Given entries:
— START —
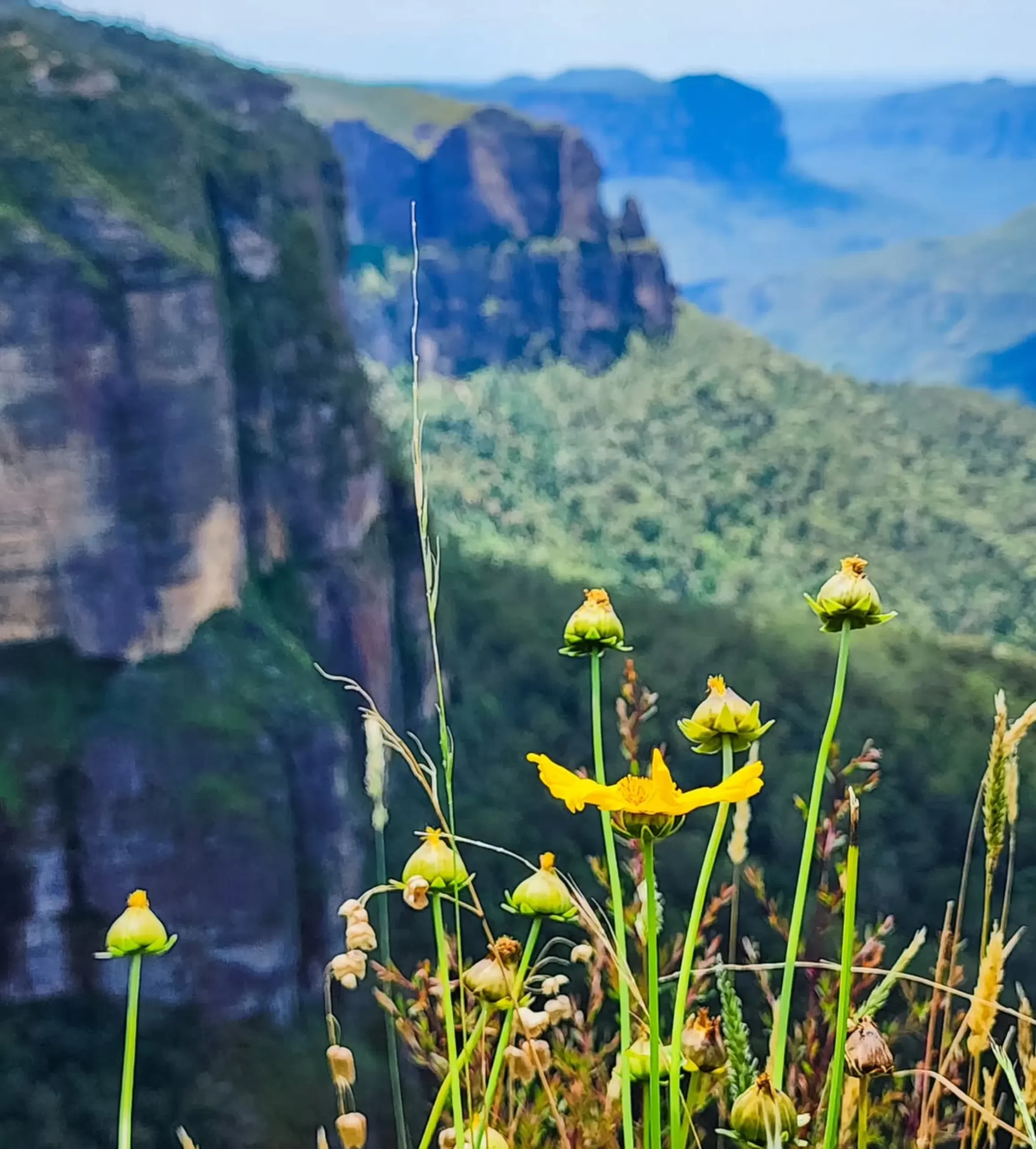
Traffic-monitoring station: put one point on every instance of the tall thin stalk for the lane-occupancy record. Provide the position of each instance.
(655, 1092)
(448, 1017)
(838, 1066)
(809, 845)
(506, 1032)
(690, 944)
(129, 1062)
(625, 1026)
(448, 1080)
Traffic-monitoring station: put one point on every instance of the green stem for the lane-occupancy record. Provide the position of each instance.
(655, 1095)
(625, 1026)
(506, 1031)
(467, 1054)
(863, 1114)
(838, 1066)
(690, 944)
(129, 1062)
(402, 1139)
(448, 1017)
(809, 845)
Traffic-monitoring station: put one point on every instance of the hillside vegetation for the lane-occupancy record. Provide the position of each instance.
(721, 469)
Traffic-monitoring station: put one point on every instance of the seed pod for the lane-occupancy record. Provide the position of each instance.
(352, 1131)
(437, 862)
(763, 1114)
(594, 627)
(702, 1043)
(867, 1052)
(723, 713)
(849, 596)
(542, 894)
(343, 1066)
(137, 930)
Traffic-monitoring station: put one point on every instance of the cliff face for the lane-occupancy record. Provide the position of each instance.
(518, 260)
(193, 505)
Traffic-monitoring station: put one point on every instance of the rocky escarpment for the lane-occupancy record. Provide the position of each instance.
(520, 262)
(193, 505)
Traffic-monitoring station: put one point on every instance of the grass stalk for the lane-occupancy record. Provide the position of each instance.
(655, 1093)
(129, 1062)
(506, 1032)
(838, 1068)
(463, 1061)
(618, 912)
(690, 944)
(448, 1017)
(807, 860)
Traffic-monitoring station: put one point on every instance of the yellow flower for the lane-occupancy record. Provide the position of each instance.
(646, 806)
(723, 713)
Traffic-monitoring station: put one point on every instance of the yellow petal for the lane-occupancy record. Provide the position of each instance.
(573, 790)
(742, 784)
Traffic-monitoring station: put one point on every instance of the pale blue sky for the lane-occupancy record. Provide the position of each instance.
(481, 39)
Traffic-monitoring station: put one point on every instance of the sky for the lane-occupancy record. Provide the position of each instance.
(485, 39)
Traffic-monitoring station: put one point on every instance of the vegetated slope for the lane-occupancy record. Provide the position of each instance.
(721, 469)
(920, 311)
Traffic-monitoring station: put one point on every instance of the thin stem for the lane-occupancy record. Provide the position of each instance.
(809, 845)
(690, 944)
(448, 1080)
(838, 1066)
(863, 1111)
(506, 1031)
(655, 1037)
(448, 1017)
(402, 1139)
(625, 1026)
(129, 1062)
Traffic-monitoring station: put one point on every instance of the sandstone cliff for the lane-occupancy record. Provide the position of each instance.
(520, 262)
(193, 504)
— END —
— START —
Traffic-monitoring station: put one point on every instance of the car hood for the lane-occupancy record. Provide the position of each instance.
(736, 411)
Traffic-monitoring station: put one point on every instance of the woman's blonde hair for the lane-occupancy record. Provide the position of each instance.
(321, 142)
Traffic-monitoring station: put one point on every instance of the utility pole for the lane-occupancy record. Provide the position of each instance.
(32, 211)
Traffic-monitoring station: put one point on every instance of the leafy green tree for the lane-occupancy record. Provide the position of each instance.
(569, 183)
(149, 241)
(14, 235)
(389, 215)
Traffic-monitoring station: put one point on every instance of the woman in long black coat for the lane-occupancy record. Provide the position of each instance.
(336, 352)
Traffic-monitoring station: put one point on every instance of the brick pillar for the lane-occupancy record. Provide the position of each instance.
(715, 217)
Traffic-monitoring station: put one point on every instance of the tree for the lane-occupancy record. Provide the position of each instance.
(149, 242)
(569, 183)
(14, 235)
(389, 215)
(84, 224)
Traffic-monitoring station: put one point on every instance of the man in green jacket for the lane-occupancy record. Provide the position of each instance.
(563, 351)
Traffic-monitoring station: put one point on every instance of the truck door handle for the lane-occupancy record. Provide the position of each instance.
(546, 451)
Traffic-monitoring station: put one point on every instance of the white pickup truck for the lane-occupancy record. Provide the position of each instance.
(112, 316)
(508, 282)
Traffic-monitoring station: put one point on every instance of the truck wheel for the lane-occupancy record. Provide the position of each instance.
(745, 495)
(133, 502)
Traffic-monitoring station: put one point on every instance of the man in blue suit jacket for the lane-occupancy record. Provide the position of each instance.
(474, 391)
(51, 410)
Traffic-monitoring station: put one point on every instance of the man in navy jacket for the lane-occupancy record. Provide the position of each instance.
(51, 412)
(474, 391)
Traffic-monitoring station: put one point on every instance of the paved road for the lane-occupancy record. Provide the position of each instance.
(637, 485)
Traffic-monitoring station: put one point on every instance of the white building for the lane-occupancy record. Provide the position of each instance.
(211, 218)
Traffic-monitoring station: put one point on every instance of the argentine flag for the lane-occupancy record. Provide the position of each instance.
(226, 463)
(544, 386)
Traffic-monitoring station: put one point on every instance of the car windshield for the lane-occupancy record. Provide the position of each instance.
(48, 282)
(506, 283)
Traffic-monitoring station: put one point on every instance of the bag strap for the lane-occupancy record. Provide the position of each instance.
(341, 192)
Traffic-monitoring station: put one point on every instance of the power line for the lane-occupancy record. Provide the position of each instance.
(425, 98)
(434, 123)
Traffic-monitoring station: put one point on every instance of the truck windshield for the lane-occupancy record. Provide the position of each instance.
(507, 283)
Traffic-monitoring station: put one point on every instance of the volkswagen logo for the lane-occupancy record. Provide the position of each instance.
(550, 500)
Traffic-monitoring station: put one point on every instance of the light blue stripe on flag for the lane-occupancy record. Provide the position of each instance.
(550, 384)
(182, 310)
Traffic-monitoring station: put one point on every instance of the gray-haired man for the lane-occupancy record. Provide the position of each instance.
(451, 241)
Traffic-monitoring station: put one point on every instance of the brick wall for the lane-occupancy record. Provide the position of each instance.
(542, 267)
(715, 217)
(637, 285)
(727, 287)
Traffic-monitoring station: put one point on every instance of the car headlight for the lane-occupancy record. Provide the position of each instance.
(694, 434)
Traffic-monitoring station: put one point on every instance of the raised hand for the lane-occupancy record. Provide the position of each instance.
— END —
— START —
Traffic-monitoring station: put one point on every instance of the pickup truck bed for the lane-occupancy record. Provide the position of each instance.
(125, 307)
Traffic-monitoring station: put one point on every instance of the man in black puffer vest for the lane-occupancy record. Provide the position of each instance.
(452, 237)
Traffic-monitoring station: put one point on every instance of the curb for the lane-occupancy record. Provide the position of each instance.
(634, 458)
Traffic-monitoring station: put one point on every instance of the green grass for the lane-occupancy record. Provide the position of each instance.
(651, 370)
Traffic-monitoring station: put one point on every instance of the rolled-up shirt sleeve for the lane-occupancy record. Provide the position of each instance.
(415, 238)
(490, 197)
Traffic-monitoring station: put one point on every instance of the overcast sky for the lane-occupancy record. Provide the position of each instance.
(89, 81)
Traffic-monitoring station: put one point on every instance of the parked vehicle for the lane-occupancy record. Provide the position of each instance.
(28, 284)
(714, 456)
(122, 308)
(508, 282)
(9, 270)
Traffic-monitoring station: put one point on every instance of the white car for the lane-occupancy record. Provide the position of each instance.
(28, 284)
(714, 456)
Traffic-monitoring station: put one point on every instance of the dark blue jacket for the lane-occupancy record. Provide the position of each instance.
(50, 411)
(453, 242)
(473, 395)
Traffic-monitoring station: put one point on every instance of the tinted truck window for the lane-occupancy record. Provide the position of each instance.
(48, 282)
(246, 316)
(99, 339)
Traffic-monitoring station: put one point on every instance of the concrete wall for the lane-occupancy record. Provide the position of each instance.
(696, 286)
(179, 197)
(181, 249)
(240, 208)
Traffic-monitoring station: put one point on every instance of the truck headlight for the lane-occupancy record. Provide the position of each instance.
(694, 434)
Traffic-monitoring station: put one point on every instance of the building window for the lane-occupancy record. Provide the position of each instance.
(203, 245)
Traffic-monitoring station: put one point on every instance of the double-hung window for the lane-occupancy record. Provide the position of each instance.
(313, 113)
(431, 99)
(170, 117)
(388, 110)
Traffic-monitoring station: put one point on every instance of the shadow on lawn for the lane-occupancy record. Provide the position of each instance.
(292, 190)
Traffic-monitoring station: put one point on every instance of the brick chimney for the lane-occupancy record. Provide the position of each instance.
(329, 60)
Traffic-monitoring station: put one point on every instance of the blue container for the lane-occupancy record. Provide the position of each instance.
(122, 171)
— END —
What you will do: Write out each line from the items above in which the word "windshield" appears.

Task result:
Traffic-monitoring station: put one point on every instance of the car windshield for the lane-occupancy record. Provide the position of each instance.
Traffic-monitoring station: put one point on every instance of the truck windshield for the lane-occupancy record. Provide the position of each instance.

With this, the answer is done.